TASK PROMPT: Search the data below for "slope"; list each line that holds it.

Referring expression data
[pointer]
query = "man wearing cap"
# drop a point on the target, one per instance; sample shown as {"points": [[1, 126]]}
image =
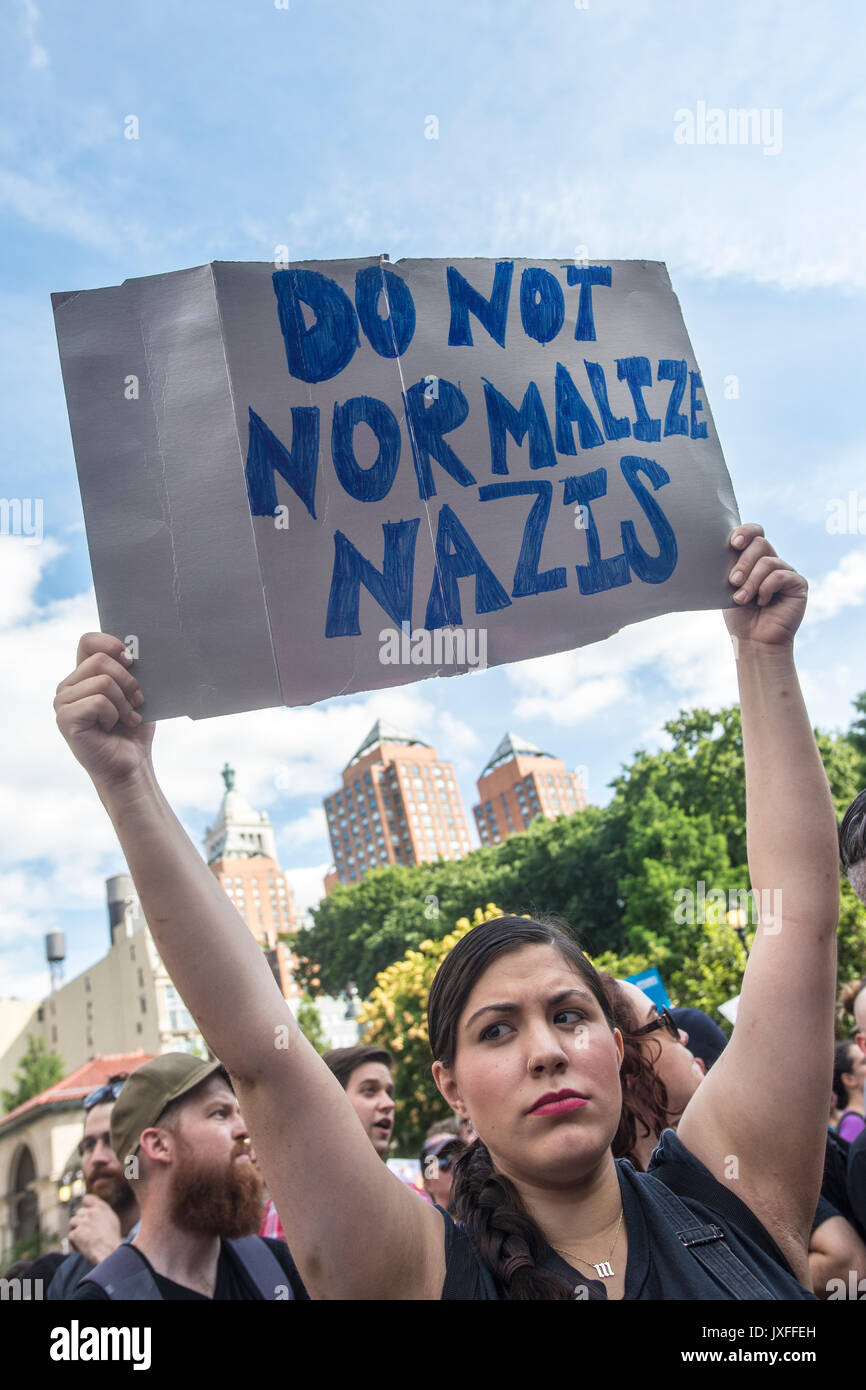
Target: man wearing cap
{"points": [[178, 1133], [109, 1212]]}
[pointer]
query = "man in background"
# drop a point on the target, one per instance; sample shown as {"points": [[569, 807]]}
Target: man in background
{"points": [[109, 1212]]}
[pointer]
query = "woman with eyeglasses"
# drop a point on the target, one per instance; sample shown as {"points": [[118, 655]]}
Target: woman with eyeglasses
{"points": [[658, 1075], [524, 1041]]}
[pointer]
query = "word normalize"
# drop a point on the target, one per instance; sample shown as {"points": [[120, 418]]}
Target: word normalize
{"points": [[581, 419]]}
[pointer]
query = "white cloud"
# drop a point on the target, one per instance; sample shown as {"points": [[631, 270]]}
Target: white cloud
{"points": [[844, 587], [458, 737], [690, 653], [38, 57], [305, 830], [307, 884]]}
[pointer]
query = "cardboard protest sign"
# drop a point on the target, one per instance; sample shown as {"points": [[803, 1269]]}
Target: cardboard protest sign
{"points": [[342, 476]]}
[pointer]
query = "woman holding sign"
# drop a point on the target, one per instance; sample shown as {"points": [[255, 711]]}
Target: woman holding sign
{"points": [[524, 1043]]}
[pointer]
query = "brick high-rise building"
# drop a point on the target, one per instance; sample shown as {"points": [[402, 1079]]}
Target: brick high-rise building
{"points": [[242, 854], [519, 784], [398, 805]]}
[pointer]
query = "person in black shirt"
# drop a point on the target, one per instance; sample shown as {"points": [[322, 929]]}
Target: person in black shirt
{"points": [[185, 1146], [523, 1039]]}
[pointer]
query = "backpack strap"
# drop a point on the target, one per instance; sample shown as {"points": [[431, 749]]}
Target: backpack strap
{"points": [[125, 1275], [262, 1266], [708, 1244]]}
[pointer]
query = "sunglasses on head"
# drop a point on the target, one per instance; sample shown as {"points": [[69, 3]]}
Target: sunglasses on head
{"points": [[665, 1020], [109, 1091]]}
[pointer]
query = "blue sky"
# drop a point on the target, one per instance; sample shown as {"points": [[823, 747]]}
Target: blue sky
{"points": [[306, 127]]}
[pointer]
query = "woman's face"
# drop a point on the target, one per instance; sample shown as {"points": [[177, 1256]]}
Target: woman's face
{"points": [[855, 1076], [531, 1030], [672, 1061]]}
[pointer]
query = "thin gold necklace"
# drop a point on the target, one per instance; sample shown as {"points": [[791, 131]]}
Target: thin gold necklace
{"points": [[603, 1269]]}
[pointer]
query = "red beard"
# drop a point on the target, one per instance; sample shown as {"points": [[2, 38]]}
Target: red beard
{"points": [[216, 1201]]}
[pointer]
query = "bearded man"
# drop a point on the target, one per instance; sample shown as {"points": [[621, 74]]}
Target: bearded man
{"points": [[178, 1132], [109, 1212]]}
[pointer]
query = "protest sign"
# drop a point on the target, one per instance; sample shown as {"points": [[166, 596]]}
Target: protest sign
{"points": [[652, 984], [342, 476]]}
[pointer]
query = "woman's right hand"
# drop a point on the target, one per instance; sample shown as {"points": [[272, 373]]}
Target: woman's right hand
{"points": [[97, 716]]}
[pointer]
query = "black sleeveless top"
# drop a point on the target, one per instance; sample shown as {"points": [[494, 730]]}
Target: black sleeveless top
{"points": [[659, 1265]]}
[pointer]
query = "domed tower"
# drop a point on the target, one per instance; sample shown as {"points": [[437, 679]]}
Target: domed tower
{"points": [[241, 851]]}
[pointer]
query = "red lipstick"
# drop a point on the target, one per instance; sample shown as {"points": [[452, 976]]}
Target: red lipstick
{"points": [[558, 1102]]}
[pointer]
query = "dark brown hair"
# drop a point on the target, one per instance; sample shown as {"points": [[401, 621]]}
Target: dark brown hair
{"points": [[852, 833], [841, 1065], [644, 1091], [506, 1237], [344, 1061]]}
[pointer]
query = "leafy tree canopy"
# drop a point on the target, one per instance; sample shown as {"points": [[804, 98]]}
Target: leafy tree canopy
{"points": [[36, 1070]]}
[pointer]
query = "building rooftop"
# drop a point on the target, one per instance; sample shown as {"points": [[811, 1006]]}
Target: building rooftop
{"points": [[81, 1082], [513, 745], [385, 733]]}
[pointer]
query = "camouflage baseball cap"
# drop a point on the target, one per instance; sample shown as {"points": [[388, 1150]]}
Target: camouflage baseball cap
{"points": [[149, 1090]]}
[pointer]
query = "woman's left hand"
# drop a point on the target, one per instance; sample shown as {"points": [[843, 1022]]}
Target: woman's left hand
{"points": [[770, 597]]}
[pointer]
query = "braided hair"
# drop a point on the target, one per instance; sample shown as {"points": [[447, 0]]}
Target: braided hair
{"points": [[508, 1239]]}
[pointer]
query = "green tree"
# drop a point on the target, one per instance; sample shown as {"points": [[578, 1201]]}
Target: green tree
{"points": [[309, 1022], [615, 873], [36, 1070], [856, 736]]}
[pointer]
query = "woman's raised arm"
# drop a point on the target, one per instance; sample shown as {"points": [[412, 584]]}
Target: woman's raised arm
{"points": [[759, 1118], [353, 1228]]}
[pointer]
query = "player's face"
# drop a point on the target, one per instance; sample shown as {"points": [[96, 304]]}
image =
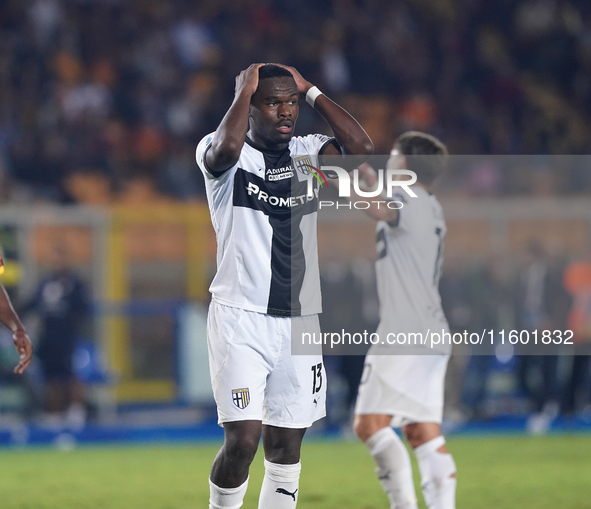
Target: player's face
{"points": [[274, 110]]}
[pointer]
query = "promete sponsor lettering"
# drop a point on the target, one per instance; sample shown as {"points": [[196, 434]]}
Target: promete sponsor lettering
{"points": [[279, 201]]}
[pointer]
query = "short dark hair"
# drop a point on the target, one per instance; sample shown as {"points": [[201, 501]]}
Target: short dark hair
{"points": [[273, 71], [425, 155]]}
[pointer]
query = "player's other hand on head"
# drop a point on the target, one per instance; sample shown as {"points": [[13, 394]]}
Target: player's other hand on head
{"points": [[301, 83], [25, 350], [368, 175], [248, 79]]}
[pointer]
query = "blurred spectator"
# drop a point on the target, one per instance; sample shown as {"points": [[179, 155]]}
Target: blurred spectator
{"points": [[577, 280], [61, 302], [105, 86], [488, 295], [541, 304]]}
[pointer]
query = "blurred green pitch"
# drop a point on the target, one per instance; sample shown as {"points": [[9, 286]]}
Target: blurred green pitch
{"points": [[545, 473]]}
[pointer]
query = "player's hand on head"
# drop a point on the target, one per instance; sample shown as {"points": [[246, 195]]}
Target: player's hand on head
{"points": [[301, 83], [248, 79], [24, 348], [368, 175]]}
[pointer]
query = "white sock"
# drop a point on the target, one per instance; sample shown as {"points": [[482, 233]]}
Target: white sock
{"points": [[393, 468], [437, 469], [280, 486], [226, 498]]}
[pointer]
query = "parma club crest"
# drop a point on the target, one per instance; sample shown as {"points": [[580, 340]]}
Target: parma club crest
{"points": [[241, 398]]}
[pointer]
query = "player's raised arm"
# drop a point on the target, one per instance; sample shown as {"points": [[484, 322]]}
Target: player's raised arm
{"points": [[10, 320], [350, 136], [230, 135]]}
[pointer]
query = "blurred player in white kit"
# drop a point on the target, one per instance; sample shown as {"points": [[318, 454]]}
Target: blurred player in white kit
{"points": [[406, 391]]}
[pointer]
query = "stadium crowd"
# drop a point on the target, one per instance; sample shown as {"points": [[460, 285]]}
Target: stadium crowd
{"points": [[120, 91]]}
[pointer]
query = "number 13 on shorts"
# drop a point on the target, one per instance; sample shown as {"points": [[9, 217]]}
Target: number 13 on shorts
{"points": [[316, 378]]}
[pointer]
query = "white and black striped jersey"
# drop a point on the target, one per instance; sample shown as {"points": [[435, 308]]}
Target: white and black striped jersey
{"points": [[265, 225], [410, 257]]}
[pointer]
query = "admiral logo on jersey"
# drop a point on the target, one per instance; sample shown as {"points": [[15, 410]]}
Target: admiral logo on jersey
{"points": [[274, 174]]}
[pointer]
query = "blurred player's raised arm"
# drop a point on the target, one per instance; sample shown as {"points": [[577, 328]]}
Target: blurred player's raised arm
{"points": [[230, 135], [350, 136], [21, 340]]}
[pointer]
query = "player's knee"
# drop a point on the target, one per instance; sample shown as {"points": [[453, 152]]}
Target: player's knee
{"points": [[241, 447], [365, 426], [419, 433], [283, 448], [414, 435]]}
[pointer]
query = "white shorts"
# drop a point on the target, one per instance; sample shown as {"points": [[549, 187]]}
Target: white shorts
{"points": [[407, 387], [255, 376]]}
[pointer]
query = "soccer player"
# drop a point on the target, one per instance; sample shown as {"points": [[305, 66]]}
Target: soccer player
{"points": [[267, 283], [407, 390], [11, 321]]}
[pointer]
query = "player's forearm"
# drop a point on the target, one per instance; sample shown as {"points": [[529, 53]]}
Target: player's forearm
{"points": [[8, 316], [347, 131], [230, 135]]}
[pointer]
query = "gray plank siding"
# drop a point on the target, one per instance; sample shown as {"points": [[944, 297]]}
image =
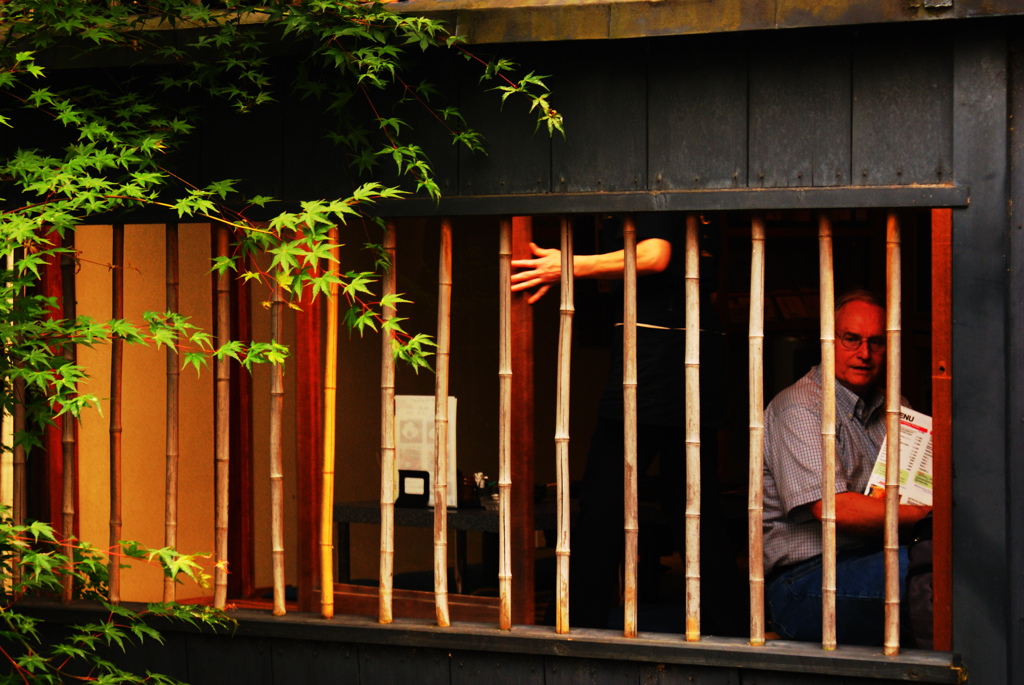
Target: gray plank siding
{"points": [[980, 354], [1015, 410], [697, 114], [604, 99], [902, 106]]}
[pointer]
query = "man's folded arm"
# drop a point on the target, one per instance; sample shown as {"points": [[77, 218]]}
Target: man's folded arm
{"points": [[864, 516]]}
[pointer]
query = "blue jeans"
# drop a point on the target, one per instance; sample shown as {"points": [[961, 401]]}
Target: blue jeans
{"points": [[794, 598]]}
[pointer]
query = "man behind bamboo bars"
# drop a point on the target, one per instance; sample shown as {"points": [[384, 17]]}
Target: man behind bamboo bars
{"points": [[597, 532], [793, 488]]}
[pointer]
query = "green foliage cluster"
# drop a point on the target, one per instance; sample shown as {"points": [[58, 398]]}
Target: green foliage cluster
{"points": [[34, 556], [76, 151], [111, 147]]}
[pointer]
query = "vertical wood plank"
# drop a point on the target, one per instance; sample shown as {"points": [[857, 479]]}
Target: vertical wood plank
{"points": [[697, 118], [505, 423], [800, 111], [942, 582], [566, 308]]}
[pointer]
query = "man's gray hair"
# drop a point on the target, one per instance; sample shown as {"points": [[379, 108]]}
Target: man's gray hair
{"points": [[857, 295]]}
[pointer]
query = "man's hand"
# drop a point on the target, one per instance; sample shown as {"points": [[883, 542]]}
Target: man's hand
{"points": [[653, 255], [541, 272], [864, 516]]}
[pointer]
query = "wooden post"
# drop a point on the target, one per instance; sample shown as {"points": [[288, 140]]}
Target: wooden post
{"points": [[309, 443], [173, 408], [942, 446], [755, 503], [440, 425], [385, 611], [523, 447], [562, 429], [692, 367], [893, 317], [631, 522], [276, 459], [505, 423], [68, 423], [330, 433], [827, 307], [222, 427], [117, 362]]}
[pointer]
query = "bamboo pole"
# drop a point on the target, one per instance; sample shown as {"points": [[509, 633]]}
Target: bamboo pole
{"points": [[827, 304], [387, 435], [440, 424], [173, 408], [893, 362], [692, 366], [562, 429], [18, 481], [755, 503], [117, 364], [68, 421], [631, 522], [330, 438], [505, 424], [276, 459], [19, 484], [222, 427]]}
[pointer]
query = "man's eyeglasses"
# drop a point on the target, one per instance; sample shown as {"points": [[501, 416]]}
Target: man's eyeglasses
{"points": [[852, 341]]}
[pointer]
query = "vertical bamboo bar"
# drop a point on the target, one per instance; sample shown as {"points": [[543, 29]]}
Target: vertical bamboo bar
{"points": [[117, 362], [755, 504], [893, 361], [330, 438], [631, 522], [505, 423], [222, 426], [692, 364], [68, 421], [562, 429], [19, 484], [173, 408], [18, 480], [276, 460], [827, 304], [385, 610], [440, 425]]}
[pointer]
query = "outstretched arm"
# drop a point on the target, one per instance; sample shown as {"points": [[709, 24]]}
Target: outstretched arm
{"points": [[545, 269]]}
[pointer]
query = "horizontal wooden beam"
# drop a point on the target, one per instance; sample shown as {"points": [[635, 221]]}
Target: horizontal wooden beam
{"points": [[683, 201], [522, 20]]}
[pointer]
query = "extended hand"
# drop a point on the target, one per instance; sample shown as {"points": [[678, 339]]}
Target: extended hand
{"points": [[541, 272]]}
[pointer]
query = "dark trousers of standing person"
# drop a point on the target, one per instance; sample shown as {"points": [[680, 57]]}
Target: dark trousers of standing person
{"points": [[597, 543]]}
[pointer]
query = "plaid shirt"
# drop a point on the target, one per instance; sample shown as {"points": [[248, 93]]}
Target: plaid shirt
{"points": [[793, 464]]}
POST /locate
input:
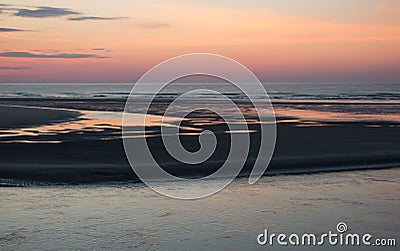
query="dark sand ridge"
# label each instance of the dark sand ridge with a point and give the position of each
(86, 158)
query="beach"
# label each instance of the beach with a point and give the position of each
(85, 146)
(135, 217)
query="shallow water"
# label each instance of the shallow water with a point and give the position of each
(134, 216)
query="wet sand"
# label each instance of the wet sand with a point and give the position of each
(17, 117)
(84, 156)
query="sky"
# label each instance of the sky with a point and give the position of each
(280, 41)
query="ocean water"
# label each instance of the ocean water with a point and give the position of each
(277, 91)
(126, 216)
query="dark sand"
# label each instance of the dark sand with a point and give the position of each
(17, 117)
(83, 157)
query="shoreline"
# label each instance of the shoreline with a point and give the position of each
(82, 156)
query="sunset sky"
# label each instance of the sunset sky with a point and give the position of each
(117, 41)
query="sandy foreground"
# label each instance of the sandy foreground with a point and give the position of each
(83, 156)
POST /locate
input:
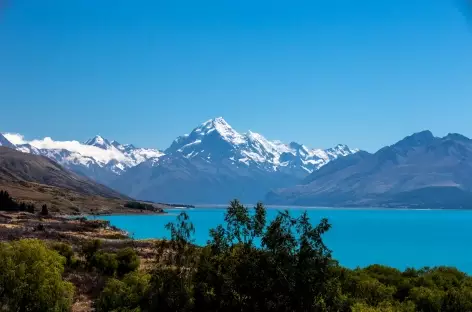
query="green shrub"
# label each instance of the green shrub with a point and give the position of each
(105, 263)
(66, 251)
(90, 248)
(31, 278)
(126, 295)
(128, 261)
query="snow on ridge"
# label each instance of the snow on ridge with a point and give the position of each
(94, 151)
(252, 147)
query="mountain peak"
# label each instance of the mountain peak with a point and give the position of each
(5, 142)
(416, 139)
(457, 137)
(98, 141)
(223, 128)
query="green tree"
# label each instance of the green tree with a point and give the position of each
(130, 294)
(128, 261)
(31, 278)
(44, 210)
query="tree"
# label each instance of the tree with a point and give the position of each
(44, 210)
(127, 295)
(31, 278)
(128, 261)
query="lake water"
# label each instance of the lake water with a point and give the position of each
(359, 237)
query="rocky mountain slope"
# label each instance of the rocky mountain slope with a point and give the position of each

TASK RESPONSE:
query="rocky mountain slope"
# label each instance of the rocky mountain slope with a point and give the position of each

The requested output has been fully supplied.